Aim 1 - In the passage on journaling file systems, alter everything from "Hope this clears" down to "an unclean shutdown." so that "logging" replaces "journaling".
Aim 2 - Translate this sentence from the passage on journaling file systems into Spanish: "A physical journal logs an advance copy of every block that will later be written to the main file system."
Aim 3 -
Answer these questions using the passage on journaling file systems:
(a) What can be done at the next mount with a partial write that was being logged to the journal during a crash?
(b) Why do physical journals impose a significant performance penalty?
(c) According to the quoted article, what does a journaling file system use to record all transactions?

A *physical journal* logs an advance copy of every block that will later be
written to the main file system. If there is a crash when the main file
system is being written to, the write can simply be replayed to completion
when the file system is next mounted. If there is a crash when the write is
being logged to the journal, the partial write will have a missing or
mismatched checksum and can be ignored at next mount.

Physical journals impose a significant performance penalty because every
changed block must be committed *twice* to storage, but may be acceptable
when *absolute fault protection is
required.*[2]
[edit
]

Hope this clears things up.
Shuki
On Sun, Jan 27, 2013 at 10:14 PM, Pavel Ivanov  wrote:

> OK. I picked this one:
> http://www.freebsd.org/doc/en/articles/gjournal-desktop/article.html.
> It says:
>
> A journaling file system uses a log to record all transactions that
> take place in the file system, and preserves its integrity in the
> event of a system crash or power failure. Although it is still
> possible to lose unsaved changes to files, journaling almost
> completely eliminates the possibility of file system corruption caused
> by an unclean shutdown.

Supplied material -

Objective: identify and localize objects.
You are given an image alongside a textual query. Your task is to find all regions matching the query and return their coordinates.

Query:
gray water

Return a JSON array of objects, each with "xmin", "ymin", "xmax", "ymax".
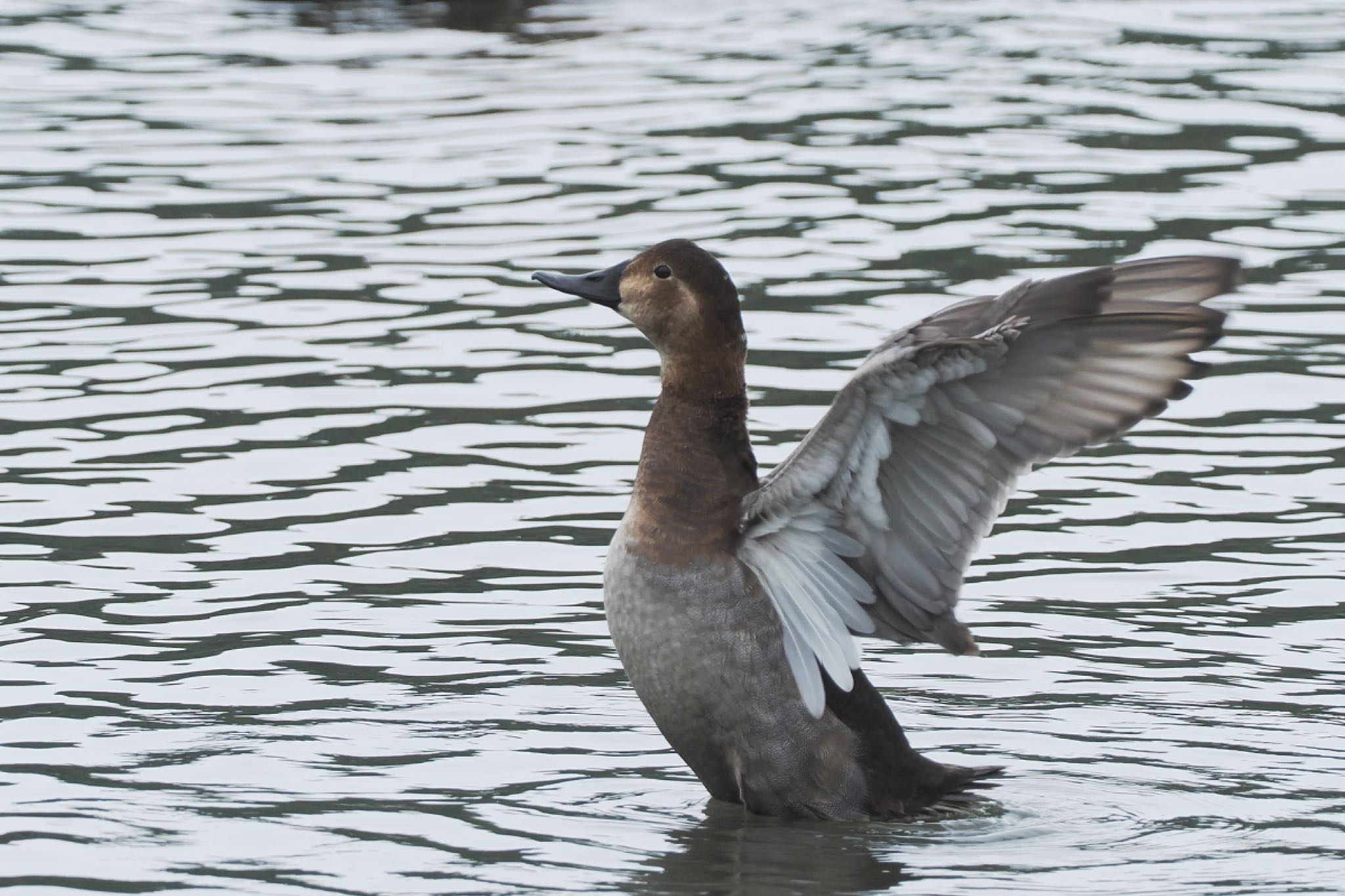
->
[{"xmin": 0, "ymin": 0, "xmax": 1345, "ymax": 895}]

Full answer 1 -
Hope this clears things up.
Shuki
On Sun, Jan 27, 2013 at 10:14 PM, Pavel Ivanov  wrote:

> OK. I picked this one:
> http://www.freebsd.org/doc/en/articles/gjournal-desktop/article.html.
> It says:
>
> A logging file system uses a log to record all transactions that
> take place in the file system, and preserves its integrity in the
> event of a system crash or power failure. Although it is still
> possible to lose unsaved changes to files, logging almost
> completely eliminates the possibility of file system corruption caused
> by an unclean shutdown.

Full answer 2 - Un diario físico registra una copia anticipada de cada bloque que se escribirá más tarde en el sistema de archivos principal.

Full answer 3 -
(a) It will have a missing or mismatched checksum and can be ignored.
(b) Every changed block must be committed twice to storage.
(c) A log.